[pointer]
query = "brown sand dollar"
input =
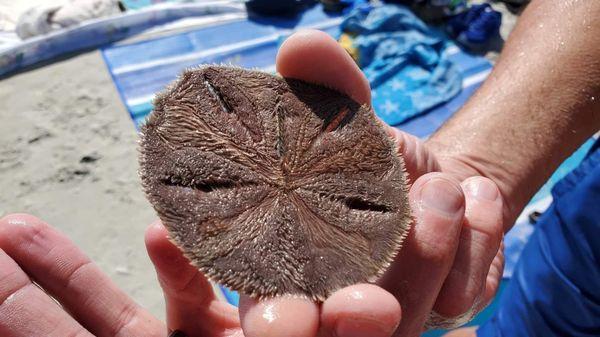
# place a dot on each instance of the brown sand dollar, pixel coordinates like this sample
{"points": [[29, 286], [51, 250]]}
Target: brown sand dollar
{"points": [[274, 186]]}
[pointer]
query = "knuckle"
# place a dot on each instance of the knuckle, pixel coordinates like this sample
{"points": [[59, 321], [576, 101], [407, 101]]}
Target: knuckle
{"points": [[125, 318], [20, 228], [12, 278]]}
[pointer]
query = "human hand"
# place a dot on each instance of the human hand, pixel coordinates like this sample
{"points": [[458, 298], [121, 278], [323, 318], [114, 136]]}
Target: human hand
{"points": [[48, 287], [451, 262]]}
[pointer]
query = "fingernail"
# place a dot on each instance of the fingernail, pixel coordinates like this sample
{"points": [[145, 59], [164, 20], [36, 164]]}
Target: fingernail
{"points": [[442, 195], [482, 189], [360, 328]]}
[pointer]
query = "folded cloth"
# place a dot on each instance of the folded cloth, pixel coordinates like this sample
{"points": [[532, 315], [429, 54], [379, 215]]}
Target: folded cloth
{"points": [[41, 20], [403, 59]]}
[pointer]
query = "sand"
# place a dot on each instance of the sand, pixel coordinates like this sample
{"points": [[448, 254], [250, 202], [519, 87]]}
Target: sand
{"points": [[68, 154]]}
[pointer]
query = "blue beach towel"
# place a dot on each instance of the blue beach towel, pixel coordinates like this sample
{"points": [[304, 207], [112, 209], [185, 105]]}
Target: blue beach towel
{"points": [[404, 61]]}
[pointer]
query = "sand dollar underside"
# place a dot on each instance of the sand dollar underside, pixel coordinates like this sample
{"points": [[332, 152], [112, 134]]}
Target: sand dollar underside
{"points": [[273, 186]]}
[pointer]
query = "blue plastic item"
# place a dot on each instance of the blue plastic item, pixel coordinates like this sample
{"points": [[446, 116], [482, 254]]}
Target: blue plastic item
{"points": [[460, 22], [485, 26], [555, 289]]}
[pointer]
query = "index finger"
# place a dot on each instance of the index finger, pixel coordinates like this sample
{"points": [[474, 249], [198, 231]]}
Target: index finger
{"points": [[315, 57]]}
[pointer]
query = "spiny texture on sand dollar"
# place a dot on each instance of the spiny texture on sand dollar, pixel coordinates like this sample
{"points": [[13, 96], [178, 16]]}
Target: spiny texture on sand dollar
{"points": [[274, 186]]}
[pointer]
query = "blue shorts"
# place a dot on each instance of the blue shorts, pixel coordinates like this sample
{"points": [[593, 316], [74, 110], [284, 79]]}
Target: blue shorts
{"points": [[555, 288]]}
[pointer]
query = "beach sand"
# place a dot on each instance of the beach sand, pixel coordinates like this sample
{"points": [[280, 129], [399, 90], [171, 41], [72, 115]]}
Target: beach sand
{"points": [[68, 154]]}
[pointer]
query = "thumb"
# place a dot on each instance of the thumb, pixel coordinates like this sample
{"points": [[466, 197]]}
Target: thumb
{"points": [[192, 306]]}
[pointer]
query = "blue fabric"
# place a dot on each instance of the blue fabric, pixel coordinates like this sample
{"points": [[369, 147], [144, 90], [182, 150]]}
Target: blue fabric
{"points": [[403, 60], [555, 289]]}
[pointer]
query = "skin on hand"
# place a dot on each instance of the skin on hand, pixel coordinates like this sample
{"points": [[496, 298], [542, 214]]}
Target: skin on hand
{"points": [[459, 276], [444, 210]]}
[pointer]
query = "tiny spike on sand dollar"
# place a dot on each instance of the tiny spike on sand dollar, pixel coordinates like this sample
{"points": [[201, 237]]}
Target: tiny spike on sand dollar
{"points": [[274, 186]]}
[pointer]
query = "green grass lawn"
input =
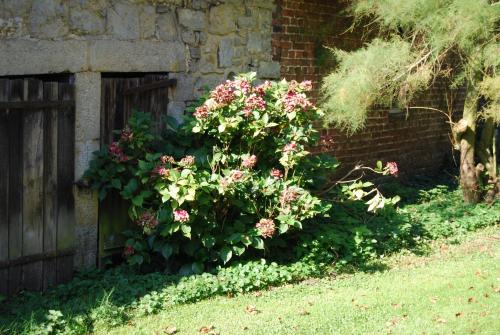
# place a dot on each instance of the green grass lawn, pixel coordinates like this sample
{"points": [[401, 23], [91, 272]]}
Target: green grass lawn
{"points": [[455, 290]]}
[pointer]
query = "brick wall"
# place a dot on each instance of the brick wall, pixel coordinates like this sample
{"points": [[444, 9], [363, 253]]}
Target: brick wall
{"points": [[419, 141]]}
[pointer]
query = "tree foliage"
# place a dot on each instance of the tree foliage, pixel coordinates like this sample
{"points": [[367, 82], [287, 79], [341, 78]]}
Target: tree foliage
{"points": [[420, 35]]}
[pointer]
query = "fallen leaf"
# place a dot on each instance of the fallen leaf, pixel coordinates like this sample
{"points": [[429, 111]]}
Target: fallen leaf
{"points": [[170, 330], [397, 306], [207, 329], [251, 309]]}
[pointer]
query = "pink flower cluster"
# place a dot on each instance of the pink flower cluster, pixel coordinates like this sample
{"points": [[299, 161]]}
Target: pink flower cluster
{"points": [[241, 84], [223, 94], [161, 171], [187, 161], [290, 147], [289, 195], [167, 159], [254, 102], [393, 168], [293, 101], [266, 227], [127, 135], [147, 220], [261, 89], [181, 215], [249, 162], [201, 112], [236, 175], [276, 173], [117, 152], [128, 250]]}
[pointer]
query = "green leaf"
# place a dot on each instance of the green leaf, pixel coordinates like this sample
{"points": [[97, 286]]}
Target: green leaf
{"points": [[186, 230], [166, 251], [257, 243], [283, 228], [208, 241], [116, 183], [225, 254]]}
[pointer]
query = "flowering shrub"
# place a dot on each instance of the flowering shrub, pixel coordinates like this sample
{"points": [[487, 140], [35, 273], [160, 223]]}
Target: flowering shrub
{"points": [[235, 176]]}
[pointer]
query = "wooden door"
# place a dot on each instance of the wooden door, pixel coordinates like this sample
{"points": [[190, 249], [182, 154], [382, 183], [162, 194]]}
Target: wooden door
{"points": [[121, 95], [36, 183]]}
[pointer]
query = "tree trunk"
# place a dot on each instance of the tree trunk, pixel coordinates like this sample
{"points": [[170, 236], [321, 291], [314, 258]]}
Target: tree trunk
{"points": [[469, 180]]}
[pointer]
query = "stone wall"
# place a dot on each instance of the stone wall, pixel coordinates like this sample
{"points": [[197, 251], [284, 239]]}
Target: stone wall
{"points": [[198, 42], [418, 141]]}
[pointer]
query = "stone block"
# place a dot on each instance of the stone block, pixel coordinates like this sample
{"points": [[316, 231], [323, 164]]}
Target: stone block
{"points": [[167, 26], [225, 52], [18, 57], [184, 90], [223, 18], [86, 21], [191, 19], [176, 110], [269, 70], [254, 44], [139, 56], [147, 19], [49, 19], [123, 21]]}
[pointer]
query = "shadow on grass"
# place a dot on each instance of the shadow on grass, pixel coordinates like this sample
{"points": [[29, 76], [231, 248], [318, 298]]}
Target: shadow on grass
{"points": [[350, 240]]}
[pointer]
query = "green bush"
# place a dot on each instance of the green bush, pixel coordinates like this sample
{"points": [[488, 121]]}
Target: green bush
{"points": [[233, 177]]}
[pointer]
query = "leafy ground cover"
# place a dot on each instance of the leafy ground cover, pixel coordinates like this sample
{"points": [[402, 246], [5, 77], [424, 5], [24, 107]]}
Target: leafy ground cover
{"points": [[456, 290], [353, 241]]}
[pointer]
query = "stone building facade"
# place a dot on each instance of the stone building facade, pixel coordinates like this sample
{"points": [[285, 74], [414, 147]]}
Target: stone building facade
{"points": [[199, 43]]}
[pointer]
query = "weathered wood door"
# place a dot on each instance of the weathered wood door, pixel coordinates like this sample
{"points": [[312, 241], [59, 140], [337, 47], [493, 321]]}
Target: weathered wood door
{"points": [[121, 95], [36, 183]]}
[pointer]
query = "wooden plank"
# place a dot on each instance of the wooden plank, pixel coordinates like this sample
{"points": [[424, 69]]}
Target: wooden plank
{"points": [[65, 180], [4, 189], [32, 166], [24, 105], [50, 92], [150, 86], [16, 91]]}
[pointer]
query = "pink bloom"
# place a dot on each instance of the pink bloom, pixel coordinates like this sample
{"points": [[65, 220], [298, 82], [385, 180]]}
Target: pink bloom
{"points": [[187, 161], [266, 227], [293, 101], [126, 135], [289, 195], [241, 84], [128, 251], [167, 159], [201, 112], [117, 152], [223, 94], [147, 220], [236, 175], [276, 173], [161, 171], [393, 168], [249, 162], [254, 102], [181, 215], [261, 89], [306, 85], [290, 147]]}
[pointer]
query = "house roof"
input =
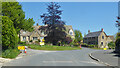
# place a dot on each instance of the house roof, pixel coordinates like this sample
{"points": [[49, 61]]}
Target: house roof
{"points": [[24, 33], [112, 38], [93, 34], [38, 29]]}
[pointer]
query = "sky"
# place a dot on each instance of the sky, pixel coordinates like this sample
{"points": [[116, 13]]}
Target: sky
{"points": [[82, 16]]}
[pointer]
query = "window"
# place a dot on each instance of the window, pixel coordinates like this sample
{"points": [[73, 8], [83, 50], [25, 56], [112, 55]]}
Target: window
{"points": [[24, 32], [34, 38], [102, 37], [28, 37], [101, 43], [41, 37], [24, 38]]}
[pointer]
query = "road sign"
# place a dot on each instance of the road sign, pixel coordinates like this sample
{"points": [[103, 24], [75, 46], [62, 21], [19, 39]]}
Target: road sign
{"points": [[21, 47]]}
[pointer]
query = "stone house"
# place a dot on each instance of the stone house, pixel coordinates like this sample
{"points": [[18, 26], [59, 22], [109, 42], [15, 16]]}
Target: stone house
{"points": [[40, 34], [98, 38]]}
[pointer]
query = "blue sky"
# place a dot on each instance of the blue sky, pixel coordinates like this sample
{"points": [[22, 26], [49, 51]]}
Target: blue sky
{"points": [[82, 16]]}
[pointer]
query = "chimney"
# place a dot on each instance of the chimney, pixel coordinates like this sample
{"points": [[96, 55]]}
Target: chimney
{"points": [[102, 29], [88, 31]]}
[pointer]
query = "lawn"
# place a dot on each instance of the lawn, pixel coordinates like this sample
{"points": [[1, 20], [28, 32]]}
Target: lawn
{"points": [[10, 53], [55, 48], [97, 48]]}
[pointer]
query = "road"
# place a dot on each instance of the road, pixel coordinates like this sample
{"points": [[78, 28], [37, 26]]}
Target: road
{"points": [[56, 58]]}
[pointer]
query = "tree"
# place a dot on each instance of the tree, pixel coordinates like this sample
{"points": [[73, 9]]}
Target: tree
{"points": [[15, 13], [78, 36], [9, 34], [55, 28], [28, 25], [111, 45]]}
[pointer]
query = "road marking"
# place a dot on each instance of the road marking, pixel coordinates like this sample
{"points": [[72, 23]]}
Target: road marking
{"points": [[88, 62], [57, 61]]}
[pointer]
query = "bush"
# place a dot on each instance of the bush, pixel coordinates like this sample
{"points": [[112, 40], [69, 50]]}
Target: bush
{"points": [[9, 34], [30, 41], [76, 44], [22, 42], [117, 43], [38, 40], [111, 45], [10, 53]]}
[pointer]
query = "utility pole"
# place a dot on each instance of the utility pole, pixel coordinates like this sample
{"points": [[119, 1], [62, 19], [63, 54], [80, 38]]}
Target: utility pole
{"points": [[118, 17]]}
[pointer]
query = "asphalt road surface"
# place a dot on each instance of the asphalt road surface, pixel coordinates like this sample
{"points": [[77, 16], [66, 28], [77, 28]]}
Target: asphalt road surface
{"points": [[56, 58]]}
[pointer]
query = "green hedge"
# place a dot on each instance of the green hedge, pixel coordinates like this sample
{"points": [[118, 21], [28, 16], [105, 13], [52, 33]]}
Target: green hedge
{"points": [[10, 53]]}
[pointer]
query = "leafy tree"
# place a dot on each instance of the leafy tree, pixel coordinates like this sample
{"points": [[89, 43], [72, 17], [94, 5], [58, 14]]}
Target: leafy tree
{"points": [[9, 34], [118, 35], [111, 45], [55, 28], [78, 36], [15, 13], [28, 25]]}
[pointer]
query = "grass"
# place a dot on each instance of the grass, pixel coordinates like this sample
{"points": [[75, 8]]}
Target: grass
{"points": [[54, 48], [97, 48], [10, 53]]}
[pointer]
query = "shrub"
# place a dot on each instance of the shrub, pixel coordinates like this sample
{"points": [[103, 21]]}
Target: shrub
{"points": [[30, 41], [117, 43], [111, 45], [9, 34], [10, 53], [38, 40]]}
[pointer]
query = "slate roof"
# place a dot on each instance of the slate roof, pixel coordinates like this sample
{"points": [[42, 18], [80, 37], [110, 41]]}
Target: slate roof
{"points": [[112, 38], [36, 28], [93, 34]]}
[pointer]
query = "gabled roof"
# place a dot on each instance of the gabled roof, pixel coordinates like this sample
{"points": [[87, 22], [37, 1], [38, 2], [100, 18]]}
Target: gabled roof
{"points": [[112, 38], [93, 34]]}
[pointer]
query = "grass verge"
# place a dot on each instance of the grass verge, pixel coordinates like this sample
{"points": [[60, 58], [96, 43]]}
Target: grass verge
{"points": [[54, 48], [10, 53]]}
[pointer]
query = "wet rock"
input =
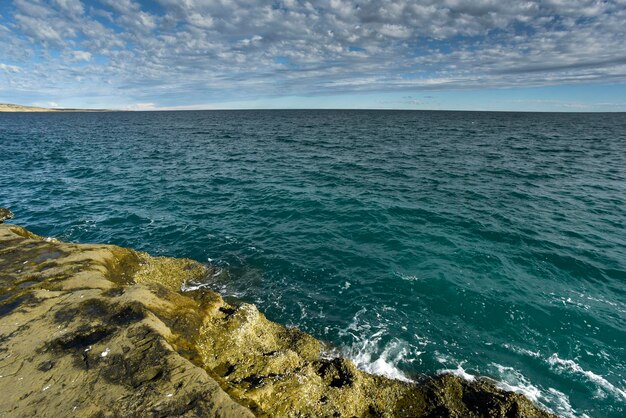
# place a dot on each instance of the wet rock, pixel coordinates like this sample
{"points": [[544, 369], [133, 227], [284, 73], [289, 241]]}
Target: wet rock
{"points": [[97, 330]]}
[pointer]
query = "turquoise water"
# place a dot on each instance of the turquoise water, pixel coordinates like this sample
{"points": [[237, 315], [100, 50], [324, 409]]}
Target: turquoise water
{"points": [[415, 242]]}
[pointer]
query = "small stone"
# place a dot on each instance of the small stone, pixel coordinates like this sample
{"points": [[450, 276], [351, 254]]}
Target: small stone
{"points": [[5, 214]]}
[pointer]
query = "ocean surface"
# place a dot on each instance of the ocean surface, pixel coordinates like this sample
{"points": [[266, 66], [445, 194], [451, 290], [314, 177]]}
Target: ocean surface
{"points": [[414, 242]]}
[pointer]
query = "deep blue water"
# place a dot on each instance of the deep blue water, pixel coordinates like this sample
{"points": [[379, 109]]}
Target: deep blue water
{"points": [[415, 242]]}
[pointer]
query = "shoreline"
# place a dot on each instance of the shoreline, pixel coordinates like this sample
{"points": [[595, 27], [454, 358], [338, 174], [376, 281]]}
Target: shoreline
{"points": [[115, 320]]}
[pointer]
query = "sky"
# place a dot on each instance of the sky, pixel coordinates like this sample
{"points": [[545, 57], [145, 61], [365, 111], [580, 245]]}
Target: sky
{"points": [[536, 55]]}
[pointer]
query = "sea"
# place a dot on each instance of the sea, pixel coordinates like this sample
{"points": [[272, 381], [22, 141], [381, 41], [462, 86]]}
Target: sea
{"points": [[413, 242]]}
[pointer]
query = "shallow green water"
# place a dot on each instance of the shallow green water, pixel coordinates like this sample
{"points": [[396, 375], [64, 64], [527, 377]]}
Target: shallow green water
{"points": [[484, 243]]}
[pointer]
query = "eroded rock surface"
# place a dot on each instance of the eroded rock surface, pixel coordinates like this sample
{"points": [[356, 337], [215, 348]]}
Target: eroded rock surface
{"points": [[98, 330]]}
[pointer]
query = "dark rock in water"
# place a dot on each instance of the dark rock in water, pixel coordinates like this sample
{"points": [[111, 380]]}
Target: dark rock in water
{"points": [[5, 214], [101, 330]]}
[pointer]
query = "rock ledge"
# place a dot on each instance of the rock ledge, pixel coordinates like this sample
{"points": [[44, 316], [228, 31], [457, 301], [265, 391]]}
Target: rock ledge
{"points": [[100, 330]]}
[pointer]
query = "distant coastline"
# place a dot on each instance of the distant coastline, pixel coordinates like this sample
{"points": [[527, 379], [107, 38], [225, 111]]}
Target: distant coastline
{"points": [[13, 108]]}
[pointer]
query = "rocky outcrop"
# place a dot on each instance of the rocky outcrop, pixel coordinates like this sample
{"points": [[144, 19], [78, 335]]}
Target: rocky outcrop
{"points": [[100, 330]]}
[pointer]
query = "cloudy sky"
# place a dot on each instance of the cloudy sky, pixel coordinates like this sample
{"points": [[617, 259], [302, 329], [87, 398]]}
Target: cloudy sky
{"points": [[565, 55]]}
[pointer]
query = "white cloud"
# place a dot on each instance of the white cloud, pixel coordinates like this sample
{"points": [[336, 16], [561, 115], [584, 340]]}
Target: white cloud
{"points": [[9, 68], [241, 49]]}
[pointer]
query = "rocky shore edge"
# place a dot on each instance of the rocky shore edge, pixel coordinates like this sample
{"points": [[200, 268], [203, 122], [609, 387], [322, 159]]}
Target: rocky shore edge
{"points": [[104, 331]]}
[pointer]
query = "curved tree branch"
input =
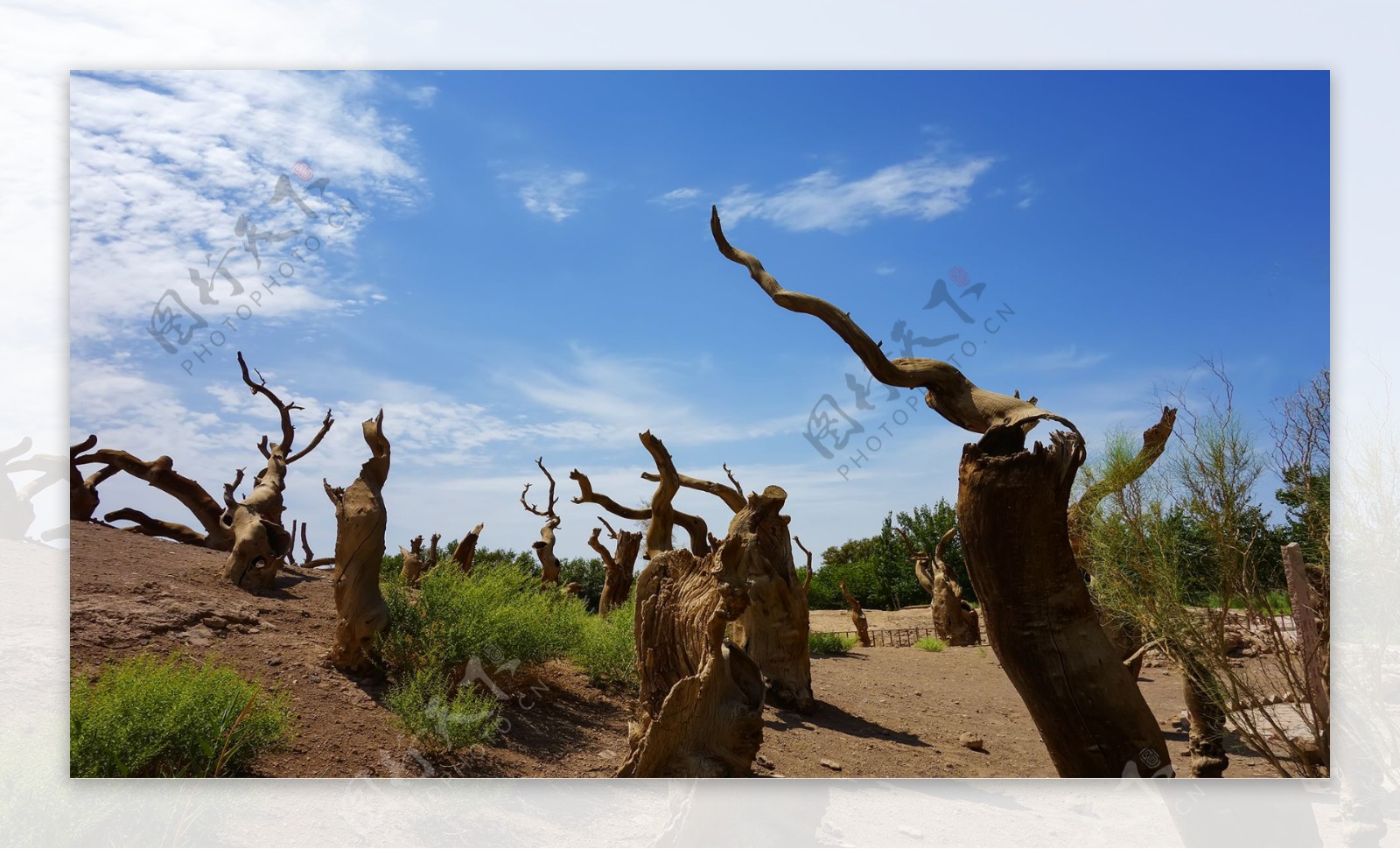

##########

● **Task details**: Gather every line from the rows above that contains the word "window". Case counts, so only lines with that exact capitalization qualify.

● **Full response**:
query = "window"
# place a dot on each instance of the window, pixel coordinates like this sample
Target: window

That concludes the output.